■ Data for analysis:
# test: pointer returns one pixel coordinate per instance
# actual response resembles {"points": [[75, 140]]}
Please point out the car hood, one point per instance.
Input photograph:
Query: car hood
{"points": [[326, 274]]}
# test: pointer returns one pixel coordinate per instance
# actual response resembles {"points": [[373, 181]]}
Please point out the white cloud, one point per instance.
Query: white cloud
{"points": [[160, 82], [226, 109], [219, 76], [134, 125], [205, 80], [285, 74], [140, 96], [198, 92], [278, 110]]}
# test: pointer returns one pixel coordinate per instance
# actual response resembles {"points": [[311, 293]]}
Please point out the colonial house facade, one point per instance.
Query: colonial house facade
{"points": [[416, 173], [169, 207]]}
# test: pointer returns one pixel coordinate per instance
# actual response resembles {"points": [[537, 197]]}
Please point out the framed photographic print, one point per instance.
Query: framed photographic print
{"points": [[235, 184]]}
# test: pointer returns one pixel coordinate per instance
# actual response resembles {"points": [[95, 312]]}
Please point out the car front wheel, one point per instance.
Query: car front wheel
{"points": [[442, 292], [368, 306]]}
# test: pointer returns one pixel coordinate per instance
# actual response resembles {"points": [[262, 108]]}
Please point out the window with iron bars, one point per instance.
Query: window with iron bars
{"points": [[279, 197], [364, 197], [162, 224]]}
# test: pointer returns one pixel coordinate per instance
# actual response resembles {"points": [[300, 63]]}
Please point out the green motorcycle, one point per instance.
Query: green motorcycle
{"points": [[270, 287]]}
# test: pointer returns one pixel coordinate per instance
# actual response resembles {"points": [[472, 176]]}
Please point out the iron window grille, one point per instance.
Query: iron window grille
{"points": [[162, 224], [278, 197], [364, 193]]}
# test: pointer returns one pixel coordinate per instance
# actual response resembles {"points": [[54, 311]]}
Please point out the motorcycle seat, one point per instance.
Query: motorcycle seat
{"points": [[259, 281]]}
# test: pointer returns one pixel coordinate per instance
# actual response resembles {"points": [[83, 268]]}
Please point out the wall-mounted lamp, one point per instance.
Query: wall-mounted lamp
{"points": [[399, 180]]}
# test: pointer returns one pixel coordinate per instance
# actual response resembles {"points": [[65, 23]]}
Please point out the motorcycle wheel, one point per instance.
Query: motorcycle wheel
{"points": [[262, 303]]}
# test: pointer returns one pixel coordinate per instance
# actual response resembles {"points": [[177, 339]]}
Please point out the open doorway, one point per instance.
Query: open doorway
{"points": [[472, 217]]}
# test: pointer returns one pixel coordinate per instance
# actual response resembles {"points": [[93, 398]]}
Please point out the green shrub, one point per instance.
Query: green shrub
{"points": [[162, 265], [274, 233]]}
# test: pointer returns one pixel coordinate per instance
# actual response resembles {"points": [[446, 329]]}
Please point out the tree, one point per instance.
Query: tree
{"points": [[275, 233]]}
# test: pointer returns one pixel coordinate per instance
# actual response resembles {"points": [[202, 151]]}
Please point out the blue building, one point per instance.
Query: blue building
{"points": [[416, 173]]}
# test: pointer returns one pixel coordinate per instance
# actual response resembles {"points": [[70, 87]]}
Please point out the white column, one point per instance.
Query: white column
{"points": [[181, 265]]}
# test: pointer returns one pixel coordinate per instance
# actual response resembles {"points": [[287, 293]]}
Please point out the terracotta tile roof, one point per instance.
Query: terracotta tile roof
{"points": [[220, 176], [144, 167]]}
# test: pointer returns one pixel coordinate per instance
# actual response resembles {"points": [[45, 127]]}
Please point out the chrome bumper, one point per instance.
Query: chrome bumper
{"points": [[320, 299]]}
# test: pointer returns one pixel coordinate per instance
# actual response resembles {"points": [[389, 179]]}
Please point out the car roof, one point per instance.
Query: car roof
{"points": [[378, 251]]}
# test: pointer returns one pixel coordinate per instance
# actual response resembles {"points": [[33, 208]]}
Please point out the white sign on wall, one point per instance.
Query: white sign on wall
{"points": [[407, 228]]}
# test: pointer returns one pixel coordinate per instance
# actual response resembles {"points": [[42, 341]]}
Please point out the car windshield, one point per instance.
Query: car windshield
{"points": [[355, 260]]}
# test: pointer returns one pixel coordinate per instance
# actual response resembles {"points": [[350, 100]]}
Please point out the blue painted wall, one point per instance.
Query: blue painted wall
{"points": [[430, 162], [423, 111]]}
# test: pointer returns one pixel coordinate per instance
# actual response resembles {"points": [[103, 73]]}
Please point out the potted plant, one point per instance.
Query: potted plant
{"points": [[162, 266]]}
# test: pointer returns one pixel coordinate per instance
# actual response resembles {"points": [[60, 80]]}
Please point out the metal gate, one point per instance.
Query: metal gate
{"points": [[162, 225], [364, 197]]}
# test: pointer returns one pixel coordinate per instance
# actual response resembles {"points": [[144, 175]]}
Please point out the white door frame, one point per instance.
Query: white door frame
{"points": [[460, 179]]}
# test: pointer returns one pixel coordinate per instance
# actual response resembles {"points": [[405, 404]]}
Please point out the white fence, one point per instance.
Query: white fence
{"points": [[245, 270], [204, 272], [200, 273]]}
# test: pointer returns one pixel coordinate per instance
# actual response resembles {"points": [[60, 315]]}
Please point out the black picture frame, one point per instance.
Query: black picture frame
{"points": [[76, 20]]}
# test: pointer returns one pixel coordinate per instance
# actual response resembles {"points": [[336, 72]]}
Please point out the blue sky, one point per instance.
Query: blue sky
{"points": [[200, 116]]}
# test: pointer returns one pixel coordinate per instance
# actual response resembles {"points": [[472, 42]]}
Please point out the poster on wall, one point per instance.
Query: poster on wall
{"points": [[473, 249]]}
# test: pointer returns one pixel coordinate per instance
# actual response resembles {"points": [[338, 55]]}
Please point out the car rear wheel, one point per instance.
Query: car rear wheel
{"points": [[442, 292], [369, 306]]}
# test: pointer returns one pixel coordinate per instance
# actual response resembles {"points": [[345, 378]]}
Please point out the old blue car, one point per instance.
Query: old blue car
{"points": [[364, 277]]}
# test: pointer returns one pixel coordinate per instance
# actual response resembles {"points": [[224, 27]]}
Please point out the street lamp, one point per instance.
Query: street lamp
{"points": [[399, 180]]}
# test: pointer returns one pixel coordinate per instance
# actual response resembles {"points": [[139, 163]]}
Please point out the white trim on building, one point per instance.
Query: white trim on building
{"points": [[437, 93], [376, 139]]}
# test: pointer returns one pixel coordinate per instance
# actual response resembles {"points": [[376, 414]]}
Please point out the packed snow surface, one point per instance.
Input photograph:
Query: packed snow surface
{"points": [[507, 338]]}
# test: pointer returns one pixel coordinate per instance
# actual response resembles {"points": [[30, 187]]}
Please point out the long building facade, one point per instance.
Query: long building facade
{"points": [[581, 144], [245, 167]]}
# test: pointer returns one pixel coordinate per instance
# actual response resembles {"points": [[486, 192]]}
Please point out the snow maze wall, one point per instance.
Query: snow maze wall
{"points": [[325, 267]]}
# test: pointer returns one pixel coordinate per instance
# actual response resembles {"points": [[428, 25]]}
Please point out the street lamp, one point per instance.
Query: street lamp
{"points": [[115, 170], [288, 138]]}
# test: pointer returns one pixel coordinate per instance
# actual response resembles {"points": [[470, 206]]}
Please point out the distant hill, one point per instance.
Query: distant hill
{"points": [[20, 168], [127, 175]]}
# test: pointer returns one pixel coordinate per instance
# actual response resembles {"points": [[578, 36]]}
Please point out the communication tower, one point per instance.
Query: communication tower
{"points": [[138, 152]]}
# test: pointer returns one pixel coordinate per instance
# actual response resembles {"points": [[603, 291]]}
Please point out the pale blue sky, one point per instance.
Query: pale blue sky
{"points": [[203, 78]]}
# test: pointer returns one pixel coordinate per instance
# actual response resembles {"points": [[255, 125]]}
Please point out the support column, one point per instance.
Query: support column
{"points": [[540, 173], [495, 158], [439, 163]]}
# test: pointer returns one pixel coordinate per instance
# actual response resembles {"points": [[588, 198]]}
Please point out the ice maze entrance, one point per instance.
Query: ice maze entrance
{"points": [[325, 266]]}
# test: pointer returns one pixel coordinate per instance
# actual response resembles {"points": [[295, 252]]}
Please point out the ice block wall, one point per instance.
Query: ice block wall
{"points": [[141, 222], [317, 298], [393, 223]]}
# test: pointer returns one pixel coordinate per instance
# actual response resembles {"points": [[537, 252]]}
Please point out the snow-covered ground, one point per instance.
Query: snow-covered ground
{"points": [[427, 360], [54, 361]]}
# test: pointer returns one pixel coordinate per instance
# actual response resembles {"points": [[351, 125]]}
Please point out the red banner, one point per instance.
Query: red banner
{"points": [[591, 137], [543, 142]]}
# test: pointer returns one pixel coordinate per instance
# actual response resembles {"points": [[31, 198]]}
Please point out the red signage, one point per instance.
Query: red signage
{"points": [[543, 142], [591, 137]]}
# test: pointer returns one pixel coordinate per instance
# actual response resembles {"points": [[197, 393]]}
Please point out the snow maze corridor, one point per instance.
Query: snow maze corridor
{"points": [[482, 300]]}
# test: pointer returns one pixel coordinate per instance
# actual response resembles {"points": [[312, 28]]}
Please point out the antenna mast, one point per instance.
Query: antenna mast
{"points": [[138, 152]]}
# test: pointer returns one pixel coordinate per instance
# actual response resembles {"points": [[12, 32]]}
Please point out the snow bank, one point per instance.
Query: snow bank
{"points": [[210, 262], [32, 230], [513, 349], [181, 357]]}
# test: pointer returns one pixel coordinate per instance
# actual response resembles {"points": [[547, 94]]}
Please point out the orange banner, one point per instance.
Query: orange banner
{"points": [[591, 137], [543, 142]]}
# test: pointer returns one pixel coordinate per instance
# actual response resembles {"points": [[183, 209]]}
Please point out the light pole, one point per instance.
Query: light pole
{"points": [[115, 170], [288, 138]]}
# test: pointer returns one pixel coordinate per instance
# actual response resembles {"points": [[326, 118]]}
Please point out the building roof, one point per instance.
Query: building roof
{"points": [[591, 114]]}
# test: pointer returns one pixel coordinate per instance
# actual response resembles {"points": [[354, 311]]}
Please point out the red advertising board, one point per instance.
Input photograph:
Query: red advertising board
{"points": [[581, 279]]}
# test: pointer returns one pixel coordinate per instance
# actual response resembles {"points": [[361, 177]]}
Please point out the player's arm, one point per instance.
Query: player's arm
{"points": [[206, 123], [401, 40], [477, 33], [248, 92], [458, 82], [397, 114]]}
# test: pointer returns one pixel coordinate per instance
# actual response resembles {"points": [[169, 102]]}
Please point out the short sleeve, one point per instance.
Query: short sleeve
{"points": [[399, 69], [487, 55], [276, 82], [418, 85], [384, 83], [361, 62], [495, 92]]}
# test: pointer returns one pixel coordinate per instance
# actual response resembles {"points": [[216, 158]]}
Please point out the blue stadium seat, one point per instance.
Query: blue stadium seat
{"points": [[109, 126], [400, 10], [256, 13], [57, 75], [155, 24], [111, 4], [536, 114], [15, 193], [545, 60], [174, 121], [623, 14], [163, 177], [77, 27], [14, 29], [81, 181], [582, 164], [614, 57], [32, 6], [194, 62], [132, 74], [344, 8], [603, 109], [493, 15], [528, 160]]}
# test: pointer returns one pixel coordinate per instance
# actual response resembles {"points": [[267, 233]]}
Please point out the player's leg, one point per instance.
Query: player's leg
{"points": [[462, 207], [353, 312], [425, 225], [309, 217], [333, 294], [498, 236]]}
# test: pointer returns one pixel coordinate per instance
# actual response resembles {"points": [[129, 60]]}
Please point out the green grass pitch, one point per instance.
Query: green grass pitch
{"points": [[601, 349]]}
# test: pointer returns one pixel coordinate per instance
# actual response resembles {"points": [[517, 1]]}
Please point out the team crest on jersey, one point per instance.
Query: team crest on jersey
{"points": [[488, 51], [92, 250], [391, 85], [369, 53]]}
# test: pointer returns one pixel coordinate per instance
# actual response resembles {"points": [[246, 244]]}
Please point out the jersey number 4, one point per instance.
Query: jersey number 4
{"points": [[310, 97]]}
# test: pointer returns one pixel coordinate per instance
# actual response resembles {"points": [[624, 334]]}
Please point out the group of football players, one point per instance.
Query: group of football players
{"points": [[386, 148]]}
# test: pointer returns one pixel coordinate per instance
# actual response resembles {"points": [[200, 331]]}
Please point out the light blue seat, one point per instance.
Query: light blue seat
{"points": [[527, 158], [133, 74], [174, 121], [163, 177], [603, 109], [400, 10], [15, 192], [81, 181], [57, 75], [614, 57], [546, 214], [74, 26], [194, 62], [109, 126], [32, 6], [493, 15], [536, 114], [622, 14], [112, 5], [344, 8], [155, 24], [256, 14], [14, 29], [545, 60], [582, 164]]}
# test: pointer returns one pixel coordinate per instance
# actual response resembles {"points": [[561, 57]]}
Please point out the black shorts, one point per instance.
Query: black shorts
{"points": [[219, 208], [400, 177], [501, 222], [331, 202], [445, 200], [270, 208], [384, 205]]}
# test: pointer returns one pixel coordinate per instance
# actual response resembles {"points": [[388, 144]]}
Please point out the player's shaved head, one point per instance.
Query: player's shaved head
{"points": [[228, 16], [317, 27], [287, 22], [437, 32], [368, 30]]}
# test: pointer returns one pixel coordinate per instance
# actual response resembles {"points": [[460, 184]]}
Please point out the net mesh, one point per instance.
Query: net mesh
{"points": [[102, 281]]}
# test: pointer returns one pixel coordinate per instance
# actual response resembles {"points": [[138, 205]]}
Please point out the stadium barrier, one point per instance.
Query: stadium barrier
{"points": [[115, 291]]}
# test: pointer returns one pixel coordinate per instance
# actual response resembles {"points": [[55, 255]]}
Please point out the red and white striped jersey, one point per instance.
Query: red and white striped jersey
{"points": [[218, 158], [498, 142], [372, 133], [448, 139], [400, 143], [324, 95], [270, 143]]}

■ Task objective:
Would you copy, unchanged, the stretch of the records above that begins at the line containing "Please point out the red banner, one" and ends at the line containing "Please point out the antenna", and only that?

■ Solved exercise:
Please point out the red banner, one point per instance.
Query: red banner
{"points": [[591, 137], [543, 142]]}
# test: pointer returns one pixel coordinate per instance
# actual response resembles {"points": [[31, 198]]}
Please point out the red signage, one point per instance.
Query: red signage
{"points": [[543, 142], [591, 137]]}
# test: pointer returns one pixel coordinate per instance
# actual response resembles {"points": [[197, 393]]}
Please point out the snow maze corridor, one point per instance.
Query: snow maze corridor
{"points": [[482, 300]]}
# test: pointer returns one pixel coordinate per instance
# actual response resembles {"points": [[312, 28]]}
Please point out the antenna mast, one point per instance.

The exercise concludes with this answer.